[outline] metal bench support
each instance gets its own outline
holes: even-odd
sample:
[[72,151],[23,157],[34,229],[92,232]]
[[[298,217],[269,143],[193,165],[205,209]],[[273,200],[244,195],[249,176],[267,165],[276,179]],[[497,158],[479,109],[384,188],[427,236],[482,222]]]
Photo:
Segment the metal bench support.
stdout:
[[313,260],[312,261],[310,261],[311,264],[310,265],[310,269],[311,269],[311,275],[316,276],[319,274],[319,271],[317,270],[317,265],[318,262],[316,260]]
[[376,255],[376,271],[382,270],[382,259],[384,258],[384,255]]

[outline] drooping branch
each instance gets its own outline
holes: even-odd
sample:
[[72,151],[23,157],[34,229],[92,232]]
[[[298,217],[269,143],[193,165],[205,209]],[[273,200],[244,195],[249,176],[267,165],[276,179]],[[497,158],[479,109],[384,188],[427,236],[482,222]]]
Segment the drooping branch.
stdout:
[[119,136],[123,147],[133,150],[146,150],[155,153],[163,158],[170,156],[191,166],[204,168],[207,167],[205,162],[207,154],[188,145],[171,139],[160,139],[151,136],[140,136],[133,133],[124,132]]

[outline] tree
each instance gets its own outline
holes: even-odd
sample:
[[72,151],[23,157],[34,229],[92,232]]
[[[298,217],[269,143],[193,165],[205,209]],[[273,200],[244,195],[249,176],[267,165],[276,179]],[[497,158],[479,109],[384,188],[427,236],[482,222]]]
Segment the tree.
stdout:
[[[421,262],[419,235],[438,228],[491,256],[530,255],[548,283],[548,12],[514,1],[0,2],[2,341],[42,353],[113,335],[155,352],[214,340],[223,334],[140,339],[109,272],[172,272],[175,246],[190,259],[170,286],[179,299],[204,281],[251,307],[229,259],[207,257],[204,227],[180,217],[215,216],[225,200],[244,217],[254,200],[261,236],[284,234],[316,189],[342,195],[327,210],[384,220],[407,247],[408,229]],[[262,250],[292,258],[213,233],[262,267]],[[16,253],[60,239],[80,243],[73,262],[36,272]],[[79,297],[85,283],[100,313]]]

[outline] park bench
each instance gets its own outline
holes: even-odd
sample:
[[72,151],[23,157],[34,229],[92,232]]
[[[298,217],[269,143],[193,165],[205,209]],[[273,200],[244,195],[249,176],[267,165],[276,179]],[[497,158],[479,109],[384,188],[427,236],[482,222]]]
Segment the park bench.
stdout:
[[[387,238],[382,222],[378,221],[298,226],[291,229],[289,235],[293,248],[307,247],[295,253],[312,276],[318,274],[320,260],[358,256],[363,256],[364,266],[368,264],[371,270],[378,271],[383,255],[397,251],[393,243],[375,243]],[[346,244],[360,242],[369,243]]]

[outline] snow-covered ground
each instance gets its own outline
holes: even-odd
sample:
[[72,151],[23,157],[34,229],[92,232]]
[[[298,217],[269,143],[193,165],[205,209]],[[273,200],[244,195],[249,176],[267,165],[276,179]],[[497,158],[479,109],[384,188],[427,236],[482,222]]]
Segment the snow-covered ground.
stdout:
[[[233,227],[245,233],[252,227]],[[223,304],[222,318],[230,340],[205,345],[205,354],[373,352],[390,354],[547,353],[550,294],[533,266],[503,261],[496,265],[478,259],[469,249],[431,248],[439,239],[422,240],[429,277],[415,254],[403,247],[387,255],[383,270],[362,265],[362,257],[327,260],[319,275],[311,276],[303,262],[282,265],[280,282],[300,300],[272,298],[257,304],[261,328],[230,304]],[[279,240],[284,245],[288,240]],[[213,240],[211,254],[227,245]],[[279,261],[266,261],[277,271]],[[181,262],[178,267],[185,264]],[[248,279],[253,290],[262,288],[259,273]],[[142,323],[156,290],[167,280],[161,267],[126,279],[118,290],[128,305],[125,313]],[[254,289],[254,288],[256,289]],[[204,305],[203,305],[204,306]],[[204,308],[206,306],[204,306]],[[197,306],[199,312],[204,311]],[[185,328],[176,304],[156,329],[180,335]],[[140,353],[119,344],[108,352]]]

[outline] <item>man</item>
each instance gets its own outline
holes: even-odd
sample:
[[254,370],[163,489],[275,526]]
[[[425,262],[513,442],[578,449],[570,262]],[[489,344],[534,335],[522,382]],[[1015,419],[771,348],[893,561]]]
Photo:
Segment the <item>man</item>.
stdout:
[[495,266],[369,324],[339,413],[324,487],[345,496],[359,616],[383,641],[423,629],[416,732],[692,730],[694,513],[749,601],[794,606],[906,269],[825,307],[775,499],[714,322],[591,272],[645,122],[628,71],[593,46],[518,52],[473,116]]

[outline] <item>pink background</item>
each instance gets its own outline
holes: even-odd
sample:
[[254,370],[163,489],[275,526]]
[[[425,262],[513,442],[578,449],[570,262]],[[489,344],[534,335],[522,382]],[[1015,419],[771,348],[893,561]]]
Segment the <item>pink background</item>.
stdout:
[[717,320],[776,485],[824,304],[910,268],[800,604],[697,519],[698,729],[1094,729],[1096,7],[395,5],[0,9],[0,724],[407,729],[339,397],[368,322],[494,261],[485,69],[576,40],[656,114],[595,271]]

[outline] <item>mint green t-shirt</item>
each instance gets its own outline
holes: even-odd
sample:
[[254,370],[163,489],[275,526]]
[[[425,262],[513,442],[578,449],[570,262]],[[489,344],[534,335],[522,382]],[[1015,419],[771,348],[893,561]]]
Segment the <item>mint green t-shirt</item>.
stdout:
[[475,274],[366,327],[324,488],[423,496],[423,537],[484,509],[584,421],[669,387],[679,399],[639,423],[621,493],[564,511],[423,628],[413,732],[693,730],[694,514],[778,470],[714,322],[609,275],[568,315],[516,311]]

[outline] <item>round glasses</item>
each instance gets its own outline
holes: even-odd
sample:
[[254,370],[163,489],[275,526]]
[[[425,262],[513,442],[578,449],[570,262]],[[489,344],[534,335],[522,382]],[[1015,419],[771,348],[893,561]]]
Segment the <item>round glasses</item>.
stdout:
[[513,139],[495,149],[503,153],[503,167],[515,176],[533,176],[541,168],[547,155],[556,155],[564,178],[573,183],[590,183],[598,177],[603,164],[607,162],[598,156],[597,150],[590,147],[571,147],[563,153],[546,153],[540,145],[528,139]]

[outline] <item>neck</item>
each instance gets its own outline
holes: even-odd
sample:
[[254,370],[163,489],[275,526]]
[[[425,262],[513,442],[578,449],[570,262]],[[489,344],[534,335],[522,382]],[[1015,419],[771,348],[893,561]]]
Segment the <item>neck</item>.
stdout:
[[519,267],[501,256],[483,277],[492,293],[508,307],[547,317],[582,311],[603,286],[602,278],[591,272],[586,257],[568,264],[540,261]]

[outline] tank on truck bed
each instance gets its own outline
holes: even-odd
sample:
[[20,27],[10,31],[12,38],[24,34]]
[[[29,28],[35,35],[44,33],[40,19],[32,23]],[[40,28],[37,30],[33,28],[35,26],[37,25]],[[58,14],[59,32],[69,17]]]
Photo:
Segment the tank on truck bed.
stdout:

● **DESCRIPTION OF THE TASK**: Pick out every line of the material above that contains the string "green", treating uppercase and lowercase as different.

● **FULL OUTPUT**:
[outline] <item>mint green t-shirt</item>
Segment the <item>mint green t-shirt</item>.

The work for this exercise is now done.